Your task: Rescale the rows from the line that contains "locate: hand gripping" through the end of the rows, and reproduce only those lines, requests included. Multiply every coordinate in the answers by 1.3 and round to whole numbers, with halves rounding up.

--- start Data for this task ---

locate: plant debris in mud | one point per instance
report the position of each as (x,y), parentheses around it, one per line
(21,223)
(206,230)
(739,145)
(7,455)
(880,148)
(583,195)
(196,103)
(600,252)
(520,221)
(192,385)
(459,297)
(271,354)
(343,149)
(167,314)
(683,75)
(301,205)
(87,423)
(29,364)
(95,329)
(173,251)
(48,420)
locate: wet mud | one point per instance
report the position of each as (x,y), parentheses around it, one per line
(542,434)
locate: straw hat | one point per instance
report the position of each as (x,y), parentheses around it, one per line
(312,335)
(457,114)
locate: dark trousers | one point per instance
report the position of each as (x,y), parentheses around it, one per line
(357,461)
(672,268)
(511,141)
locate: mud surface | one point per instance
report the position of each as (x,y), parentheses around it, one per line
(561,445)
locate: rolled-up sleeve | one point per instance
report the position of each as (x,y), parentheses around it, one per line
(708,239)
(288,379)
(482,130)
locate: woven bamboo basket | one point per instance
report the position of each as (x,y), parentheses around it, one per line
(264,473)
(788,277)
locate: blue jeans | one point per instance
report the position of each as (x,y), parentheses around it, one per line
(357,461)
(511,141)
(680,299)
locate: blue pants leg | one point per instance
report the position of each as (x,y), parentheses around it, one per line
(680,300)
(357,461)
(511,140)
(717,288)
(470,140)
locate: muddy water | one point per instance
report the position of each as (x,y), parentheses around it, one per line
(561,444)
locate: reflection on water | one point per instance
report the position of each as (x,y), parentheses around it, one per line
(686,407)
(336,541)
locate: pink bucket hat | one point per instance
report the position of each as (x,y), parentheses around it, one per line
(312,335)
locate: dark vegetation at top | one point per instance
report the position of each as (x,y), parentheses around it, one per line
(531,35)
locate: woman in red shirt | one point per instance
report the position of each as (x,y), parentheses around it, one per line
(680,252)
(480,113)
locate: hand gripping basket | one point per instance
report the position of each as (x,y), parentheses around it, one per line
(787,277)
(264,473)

--- end Data for this task ---

Answer in full:
locate: hand gripping basket | one point per instance
report the position of each as (x,y), parentheses around it, one per line
(1023,360)
(343,615)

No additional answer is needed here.